- ROWS -
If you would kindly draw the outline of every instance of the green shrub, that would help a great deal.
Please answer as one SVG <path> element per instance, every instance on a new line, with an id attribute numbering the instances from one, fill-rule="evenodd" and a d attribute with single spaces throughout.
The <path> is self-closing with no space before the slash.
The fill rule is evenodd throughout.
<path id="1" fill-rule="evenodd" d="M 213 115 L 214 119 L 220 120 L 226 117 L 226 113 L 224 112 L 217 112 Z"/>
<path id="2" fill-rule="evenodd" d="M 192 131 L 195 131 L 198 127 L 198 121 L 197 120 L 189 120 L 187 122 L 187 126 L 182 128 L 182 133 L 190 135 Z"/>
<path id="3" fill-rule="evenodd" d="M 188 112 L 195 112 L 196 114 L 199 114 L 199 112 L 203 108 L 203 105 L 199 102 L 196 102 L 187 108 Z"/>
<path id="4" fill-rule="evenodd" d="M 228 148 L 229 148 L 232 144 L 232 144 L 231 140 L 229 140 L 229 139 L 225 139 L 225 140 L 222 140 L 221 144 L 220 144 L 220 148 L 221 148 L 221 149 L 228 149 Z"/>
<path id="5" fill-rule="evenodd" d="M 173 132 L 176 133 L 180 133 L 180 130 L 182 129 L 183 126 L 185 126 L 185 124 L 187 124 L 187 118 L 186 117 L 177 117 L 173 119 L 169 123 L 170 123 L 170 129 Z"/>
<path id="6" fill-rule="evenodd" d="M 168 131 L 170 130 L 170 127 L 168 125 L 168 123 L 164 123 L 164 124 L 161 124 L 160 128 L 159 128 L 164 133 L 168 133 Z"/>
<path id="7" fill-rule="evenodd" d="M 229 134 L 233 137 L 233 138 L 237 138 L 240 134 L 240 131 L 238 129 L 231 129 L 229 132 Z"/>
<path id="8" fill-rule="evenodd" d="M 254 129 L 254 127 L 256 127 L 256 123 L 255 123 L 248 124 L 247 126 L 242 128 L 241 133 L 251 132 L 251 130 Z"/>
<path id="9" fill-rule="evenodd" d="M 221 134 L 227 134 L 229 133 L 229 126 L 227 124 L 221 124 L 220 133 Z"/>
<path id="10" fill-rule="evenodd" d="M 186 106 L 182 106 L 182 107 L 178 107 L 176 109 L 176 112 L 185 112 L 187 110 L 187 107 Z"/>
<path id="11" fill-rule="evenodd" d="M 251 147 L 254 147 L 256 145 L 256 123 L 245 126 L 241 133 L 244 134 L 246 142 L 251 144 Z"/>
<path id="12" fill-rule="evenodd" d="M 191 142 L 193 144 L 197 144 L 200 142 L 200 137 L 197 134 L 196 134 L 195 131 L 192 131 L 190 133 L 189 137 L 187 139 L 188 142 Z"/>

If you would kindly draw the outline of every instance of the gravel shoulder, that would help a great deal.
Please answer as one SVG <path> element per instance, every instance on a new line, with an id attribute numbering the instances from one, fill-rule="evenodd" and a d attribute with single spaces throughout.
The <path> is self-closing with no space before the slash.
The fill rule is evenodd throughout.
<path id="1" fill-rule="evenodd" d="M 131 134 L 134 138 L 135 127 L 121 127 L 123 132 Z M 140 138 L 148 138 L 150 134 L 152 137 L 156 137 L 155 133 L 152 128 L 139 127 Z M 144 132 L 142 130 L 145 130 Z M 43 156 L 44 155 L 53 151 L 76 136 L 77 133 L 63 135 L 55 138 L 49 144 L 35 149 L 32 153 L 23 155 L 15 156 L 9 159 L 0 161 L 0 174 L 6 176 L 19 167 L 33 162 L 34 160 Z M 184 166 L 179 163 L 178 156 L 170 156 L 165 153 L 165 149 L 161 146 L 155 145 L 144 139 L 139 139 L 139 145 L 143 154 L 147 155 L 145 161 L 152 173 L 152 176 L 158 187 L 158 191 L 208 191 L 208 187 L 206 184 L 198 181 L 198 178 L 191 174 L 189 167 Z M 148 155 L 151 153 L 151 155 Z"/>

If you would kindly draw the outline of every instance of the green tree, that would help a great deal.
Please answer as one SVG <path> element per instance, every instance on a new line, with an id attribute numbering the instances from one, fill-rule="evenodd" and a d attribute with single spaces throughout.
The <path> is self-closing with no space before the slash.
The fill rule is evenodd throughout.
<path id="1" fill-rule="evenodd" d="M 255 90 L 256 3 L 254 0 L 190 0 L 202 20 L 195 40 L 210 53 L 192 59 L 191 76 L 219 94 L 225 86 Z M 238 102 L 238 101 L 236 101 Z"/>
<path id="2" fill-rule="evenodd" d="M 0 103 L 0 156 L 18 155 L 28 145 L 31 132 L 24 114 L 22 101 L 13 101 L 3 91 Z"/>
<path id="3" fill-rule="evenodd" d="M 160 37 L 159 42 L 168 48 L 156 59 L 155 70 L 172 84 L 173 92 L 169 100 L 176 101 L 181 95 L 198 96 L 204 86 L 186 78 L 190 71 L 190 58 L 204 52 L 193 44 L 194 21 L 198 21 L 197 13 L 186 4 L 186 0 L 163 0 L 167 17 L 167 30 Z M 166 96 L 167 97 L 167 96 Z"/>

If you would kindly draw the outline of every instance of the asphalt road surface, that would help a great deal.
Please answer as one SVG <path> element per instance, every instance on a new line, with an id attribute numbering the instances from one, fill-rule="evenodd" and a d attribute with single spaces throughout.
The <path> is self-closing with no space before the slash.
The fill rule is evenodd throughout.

- WHAT TO PRODUCE -
Copy out every line from the one containing "surface, that would help a great deal." to the end of the material, both ends included.

- RESPONSE TO THIS TASK -
If you would kindly draw the outline of every instance of the asphalt road surface, that would help a great deal.
Please answer as one SVG <path> element per instance, every instance on a new line, with an id attribute numbering the instances from one, fill-rule="evenodd" and a d attribute with single spaces throughout.
The <path> is self-closing with no space before the slash.
The fill rule is evenodd throughout.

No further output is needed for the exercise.